Your task is to copy each line of the records that includes the string "bottle".

++++++++++++++++++++

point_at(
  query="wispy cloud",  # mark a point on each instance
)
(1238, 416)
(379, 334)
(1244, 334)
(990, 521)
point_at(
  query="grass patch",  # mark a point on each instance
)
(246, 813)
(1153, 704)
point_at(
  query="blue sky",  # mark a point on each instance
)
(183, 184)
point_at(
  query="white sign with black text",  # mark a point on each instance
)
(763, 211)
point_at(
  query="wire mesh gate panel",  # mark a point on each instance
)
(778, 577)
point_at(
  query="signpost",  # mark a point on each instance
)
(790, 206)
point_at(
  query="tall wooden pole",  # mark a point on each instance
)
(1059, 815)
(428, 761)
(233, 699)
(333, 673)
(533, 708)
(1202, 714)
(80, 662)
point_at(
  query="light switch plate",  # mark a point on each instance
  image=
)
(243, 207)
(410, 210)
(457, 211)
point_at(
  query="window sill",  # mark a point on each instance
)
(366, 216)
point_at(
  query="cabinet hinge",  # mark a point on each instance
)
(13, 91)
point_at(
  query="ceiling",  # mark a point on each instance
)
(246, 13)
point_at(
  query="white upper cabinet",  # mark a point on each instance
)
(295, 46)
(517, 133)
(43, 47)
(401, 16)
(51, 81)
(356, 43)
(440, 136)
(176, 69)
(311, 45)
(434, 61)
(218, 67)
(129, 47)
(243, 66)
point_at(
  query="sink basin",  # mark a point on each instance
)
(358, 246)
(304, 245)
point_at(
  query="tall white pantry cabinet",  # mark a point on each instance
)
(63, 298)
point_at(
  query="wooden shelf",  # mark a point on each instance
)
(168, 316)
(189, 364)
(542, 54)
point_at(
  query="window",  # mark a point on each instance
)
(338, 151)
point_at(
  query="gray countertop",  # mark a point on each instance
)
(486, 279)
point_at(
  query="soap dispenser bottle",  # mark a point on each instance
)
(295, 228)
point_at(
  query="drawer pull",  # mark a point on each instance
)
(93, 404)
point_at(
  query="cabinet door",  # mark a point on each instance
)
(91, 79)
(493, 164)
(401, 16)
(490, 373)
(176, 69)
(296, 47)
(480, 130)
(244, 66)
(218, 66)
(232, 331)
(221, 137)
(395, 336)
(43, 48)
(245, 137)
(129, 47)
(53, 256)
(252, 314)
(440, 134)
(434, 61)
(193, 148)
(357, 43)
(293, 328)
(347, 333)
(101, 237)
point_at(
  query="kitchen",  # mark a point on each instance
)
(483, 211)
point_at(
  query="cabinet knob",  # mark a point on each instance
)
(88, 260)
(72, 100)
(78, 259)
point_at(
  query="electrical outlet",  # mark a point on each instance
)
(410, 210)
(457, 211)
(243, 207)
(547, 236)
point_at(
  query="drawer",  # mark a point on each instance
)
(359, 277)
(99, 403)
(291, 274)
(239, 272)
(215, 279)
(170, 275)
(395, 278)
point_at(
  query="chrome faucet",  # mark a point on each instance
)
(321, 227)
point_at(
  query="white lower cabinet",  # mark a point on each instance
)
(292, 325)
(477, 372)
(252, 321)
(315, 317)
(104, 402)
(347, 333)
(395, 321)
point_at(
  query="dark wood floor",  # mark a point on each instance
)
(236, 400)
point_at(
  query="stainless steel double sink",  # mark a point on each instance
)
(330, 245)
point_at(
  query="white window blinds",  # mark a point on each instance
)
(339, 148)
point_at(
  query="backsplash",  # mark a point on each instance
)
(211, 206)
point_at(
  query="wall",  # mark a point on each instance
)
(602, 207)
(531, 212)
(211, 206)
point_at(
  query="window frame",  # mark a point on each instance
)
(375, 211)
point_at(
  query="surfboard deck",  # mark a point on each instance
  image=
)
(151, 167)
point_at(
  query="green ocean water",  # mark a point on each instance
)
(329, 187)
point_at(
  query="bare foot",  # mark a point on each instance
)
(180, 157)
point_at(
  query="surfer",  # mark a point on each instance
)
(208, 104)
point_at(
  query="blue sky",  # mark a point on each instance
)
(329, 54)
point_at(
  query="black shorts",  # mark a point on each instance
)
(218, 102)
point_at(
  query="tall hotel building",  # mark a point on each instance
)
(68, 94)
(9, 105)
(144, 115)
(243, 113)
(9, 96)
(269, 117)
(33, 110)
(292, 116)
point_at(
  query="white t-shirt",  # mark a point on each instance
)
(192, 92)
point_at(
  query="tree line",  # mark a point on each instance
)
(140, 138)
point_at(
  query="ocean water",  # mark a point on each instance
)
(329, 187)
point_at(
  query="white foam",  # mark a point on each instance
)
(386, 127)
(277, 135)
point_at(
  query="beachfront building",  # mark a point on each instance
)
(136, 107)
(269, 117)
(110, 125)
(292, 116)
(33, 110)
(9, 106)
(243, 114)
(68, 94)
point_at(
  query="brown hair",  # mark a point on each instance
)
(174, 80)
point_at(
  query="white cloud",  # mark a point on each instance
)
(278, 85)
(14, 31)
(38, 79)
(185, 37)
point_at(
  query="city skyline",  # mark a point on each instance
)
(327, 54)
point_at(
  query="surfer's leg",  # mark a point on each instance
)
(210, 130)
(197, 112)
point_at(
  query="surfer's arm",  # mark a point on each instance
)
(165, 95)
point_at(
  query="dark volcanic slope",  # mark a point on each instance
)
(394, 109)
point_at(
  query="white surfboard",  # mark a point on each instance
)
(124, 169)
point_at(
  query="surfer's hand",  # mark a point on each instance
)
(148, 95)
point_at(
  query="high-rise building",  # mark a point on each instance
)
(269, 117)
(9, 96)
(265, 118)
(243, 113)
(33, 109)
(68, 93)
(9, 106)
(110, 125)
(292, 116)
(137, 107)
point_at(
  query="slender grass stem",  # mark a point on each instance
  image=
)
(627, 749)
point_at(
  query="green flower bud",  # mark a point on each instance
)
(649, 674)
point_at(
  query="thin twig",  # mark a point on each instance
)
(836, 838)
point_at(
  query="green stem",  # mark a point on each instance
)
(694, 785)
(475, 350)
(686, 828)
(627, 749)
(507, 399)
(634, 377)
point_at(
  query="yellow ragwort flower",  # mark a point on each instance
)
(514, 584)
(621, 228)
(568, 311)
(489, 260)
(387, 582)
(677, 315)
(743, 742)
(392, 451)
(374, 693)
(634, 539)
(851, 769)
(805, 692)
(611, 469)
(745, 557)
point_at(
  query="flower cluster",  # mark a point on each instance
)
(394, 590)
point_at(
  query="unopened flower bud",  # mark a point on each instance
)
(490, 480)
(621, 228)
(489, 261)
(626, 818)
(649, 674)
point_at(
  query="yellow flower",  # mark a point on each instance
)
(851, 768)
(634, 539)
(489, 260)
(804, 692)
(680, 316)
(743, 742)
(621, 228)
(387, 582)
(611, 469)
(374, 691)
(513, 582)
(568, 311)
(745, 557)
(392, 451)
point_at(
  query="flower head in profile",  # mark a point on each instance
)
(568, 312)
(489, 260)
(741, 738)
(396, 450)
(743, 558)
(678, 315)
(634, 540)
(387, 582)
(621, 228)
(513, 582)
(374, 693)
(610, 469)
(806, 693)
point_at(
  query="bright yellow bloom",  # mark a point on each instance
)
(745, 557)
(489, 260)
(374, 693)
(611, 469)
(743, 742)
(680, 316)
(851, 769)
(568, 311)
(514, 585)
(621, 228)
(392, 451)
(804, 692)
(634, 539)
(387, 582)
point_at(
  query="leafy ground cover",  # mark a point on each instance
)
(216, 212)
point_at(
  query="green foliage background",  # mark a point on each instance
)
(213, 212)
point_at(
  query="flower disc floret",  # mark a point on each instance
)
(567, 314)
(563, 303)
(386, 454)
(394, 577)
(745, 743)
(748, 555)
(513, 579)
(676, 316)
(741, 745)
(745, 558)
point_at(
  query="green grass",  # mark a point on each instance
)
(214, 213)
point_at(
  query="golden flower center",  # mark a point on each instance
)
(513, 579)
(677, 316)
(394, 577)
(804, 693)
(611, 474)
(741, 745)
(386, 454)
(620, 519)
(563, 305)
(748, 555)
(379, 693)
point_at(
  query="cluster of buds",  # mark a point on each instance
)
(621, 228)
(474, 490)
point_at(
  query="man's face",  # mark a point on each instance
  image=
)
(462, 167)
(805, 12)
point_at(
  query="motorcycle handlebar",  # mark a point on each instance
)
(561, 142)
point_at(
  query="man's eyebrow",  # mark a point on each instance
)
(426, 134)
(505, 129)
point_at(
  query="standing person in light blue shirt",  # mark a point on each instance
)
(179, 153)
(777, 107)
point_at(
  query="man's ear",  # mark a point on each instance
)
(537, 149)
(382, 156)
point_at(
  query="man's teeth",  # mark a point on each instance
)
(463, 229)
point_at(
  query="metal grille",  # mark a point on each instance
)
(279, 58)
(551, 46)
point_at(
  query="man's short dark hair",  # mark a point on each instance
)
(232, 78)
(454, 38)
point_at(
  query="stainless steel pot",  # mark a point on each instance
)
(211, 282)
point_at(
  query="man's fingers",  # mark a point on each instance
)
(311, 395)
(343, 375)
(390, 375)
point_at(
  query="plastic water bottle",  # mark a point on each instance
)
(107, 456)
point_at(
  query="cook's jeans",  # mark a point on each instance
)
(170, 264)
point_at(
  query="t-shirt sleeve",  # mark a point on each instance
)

++++++++++++++++++++

Your solution>
  query="soap dispenser bottle",  # mark a point on each instance
  query="plastic water bottle",  # mark a point on each instance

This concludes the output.